→ **Actividad A**: Indica si cada afirmación coincide con el fragmento del documento: (i) quien escribe dice que lo que interesa de la recopilación es su propia persona; (ii) según el texto, todos los cambios de siglo trajeron violencia y crisis de identidad; (iii) se señalan cinco grandes elementos entre los asuntos que más perturban. Responde sí o no a cada una y cita las palabras exactas del fragmento que lo deciden.
→ **Actividad B**: Pasa al inglés esta oración del fragmento del documento: "Todo siglo tiene una minoría de edad, una juventud, un periodo adulto y finalmente una decrepitud."
→ **Actividad C**: Según el fragmento del documento, ¿a qué se parece la actualidad?

→ **Fragmento del documento**:
Entre adaptarse y resistir hay un inmenso territorio por conquistar para la mera supervivencia. Los propios medios de comunicación escritos lo han experimentado. Llevan anunciando su muerte tantos años que se han convertido en muertos en vida. Estos artículos intentaron mostrar lo contrario. Que uno no está muerto hasta que le llega esa hora. Y por lo tanto es inútil dejarse vencer sin plantear batalla. No es pues la persona que los escribe quien interesa, sino el tratar de desactivar los asuntos que nos ocupan en cada momento.
Tenemos algo que ver en todo esto, tenemos algo que decir de todo esto. Por ello, cuando me proponen una recopilación de textos publicados en prensa interpreto que lo que interesa no soy yo, sino el recorrido por el tiempo de los diversos asuntos que conforman la actualidad. Ah, la actualidad, esa perversa institución, parecida al humo que, cuando lo agarras con la mano, ya está en otra parte.
En el caso presente, caí en la cuenta al releer los artículos publicados tras la última reunión, que apareció bajo el título de Érase otra vez en 2013, que los hermanaba una esencia común. Casi todos respondían a un atmósfera de nuevo siglo. El empeño en subdividir el tiempo concede una coherencia aparente, casi una ilusión de sentido. Al repasar los asuntos que más nos perturban en estos años descubro una dinámica curiosa. Hay cuatro grandes elementos: emigración y su impacto en los miedos colectivos; identidad tanto sexual e íntima como nacional y colectiva; crisis de la democracia y sus representaciones cotidianas, reducidas a lo electoral y su alternancia; y, finalmente, la transformación tecnológica con el consiguiente impacto en el empleo y la economía de a pie. Todos estos asuntos están entrelazados, como es natural, pues no es posible aislar unos de otros, como uno no puede aislar episodios de una novela si trata de alcanzar el sentido final.
Su ubicación temporal en la raya de los dieciocho años presenta estos episodios como la adolescencia de un siglo nuevo tan descubierto ya como por descubrir en un futuro cercano. Todos los cambios de siglo trajeron violencia y crisis de identidad. Es precisamente la importancia que le concedemos al calendario la que delimita estas curiosas afecciones del crecimiento. Todo siglo tiene una minoría de edad, una juventud, un periodo adulto y finalmente una decrepitud. Era imposible escribir en los últimos años del siglo XX sobre la realidad que nos rodeaba sin imponernos una sensación de hastío, cansancio y decrepitud. Tanta decrepitud que tiñó los primeros años del siglo XXI de una necesidad imperiosa de regeneración.

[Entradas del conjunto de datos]
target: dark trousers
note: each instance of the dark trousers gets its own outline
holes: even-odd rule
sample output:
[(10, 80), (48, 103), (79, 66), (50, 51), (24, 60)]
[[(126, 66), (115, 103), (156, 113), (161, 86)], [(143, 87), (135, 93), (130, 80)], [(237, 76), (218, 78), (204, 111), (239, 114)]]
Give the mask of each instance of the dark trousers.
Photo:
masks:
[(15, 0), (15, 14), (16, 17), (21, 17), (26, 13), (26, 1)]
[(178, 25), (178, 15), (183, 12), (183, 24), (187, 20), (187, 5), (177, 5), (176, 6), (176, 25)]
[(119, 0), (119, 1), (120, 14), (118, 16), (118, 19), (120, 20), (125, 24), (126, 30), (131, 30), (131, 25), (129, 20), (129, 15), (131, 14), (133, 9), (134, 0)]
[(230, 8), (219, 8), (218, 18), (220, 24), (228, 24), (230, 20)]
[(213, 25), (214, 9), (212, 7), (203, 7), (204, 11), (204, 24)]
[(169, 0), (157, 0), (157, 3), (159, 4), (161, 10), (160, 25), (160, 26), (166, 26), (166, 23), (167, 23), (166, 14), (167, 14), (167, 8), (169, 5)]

→ **Tu respuesta A**:
(i) No: "interpreto que lo que interesa no soy yo, sino el recorrido por el tiempo de los diversos asuntos que conforman la actualidad".
(ii) Sí: "Todos los cambios de siglo trajeron violencia y crisis de identidad."
(iii) No: "Hay cuatro grandes elementos".

→ **Tu respuesta B**: Every century has a period of minority, a youth, an adult period and, finally, a decrepitude.

→ **Tu respuesta C**: Al humo que, cuando lo agarras con la mano, ya está en otra parte.